DESCRIPTION OF THE TASK. Which lines of the entries contain the word "ground"? Please list them.

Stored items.
• • •
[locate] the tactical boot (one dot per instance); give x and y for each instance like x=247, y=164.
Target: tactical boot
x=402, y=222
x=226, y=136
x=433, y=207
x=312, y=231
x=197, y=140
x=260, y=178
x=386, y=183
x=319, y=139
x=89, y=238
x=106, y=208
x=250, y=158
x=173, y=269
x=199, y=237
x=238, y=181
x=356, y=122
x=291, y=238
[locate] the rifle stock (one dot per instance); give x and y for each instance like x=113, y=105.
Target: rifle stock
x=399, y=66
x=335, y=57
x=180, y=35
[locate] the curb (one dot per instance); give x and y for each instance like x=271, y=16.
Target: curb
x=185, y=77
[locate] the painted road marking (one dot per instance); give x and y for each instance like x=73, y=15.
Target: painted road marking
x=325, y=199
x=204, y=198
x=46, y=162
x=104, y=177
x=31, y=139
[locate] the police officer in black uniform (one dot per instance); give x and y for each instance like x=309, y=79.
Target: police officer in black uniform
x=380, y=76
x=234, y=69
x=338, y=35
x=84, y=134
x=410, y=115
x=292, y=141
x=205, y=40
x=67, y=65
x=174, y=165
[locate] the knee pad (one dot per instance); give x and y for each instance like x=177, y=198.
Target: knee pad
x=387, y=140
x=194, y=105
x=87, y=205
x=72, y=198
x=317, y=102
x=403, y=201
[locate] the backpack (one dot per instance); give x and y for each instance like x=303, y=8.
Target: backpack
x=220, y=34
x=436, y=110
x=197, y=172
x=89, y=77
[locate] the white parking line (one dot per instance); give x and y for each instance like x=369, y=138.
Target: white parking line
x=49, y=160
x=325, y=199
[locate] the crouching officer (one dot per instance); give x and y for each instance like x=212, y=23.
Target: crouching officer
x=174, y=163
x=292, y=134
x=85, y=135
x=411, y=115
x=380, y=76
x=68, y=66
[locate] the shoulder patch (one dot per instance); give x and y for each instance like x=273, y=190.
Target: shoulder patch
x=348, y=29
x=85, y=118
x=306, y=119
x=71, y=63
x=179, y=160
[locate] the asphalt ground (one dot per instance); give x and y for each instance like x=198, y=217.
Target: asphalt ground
• • •
RESULT OF THE TASK.
[locate] the asphalt ground (one dot per instance); give x and y for each instance like x=198, y=217.
Target: asphalt ground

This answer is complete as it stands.